THE PROBLEM => Quote the line containing "Reviewer note: verify that every instance of the sliding" and all lines that follow it in the listing below, exactly as written.

>> Begin DATA EXCERPTS

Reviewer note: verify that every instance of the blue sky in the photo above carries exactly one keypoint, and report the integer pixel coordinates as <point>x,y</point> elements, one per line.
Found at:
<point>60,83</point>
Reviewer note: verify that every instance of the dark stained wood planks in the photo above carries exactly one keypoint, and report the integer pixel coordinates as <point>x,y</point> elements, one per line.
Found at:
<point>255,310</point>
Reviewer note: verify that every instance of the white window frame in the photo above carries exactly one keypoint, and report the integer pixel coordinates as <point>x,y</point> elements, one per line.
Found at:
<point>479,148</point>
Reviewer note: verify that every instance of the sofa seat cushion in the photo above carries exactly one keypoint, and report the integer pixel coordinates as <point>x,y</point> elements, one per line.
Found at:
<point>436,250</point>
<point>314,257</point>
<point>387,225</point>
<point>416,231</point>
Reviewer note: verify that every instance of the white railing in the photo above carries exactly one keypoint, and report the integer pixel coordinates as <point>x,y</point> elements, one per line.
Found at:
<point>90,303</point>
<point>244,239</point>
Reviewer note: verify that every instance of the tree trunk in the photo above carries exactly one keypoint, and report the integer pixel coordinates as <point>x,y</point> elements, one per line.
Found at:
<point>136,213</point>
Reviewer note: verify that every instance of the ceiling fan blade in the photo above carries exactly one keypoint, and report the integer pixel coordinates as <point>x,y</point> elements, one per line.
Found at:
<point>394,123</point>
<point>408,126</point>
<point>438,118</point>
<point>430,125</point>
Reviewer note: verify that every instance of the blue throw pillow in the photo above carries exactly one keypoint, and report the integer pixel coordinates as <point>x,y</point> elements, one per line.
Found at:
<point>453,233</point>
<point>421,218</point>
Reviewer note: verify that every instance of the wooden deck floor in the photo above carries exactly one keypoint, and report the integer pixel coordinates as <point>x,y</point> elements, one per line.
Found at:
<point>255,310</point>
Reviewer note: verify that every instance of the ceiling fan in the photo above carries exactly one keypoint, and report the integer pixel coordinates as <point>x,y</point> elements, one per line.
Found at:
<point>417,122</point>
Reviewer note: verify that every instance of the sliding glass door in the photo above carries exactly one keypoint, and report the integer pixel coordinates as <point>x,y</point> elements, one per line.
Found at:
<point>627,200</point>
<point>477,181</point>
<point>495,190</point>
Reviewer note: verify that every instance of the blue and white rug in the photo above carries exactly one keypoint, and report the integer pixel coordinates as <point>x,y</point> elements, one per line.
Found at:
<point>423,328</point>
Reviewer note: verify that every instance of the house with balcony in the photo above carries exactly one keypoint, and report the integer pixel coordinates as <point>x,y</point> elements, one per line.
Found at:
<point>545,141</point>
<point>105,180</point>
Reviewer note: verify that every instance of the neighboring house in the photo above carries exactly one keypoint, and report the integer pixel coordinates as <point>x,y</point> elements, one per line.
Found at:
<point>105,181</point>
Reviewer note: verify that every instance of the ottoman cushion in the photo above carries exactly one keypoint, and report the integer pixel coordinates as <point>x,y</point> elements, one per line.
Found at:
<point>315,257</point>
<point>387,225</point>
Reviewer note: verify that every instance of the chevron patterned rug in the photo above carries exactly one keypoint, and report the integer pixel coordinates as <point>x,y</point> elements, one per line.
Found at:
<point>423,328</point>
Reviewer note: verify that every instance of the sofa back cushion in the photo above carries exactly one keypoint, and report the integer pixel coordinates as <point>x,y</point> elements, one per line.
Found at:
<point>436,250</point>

>> End DATA EXCERPTS

ANSWER TO THE EXERCISE =>
Reviewer note: verify that every instance of the sliding glass door in the photo above carries exactly one keypoint, and report the integer pixel coordinates as <point>x,y</point> elements, one per line.
Found at:
<point>627,200</point>
<point>477,181</point>
<point>495,190</point>
Reviewer note: verify that every instance of the blue and white rug in the photo above carries exactly one keypoint, and report the integer pixel coordinates as <point>x,y</point> elements, one per line.
Found at:
<point>423,328</point>
Reviewer note: verify that every instance of the house with balcony in the photo above carries exactly one keypoint, and report the integer pixel coordinates as <point>x,y</point> elements, one per line.
Found at:
<point>545,141</point>
<point>105,180</point>
Reviewer note: verify that every instance of the neighboring house in the photo above carries exactly one keypoint, and report the integer pixel coordinates as <point>x,y</point> elements, one per line.
Found at:
<point>105,181</point>
Reviewer note: verify that every instance of the ottoman cushion in the photo above carries exactly one keypoint, and report the integer pixel coordinates as <point>x,y</point> elements, one per line.
Found at:
<point>315,257</point>
<point>387,225</point>
Reviewer note: verify that every instance of the chevron patterned rug in the photo above carries exactly one keypoint, and report the integer pixel coordinates as <point>x,y</point> elements, one per line.
Found at:
<point>423,328</point>
Reviewer note: verify that every instance of the sofa back cushion in the photo above carries exactly one keypoint, and report the integer pixel coordinates as <point>x,y</point> elements, one per line.
Found at:
<point>436,250</point>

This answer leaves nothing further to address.